___ Selected excerpt
White blood cells have much shorter lifespans than red blood cells. Some neutrophils survive only hours to a few days, while certain memory lymphocytes can persist for years, which is how your body “remembers” past infections and responds faster the second time.

Platelets: Bleeding Control

Platelets, or thrombocytes, are not full cells. They’re tiny fragments that break off from large cells in your bone marrow. A healthy platelet count ranges from 150,000 to 400,000 per cubic millimeter. Their job is to stop bleeding whenever a blood vessel is damaged.

The process works in stages. First, platelets rush to the injury site and stick to the exposed wall of the damaged vessel. This is called adhesion. Once attached, they activate: they change shape, extending long filaments that look a bit like spider legs to grab onto the vessel wall and neighboring platelets. They also release chemical signals that do two things. They cause the blood vessel to narrow so less blood leaks out, and they recruit even more platelets to pile onto the growing plug. That platelet plug is then reinforced by proteins in the blood that form a mesh, creating a stable clot.
______
___ Source data
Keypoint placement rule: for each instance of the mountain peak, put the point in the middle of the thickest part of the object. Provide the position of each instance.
______
Retype the blood cell passage word for word, from "Platelets: Bleeding Control" up to and including "a stable clot.".

__Problem solution__:
Platelets: Bleeding Control

Platelets, or thrombocytes, are not full cells. They’re tiny fragments that break off from large cells in your bone marrow. A healthy platelet count ranges from 150,000 to 400,000 per cubic millimeter. Their job is to stop bleeding whenever a blood vessel is damaged.

The process works in stages. First, platelets rush to the injury site and stick to the exposed wall of the damaged vessel. This is called adhesion. Once attached, they activate: they change shape, extending long filaments that look a bit like spider legs to grab onto the vessel wall and neighboring platelets. They also release chemical signals that do two things. They cause the blood vessel to narrow so less blood leaks out, and they recruit even more platelets to pile onto the growing plug. That platelet plug is then reinforced by proteins in the blood that form a mesh, creating a stable clot.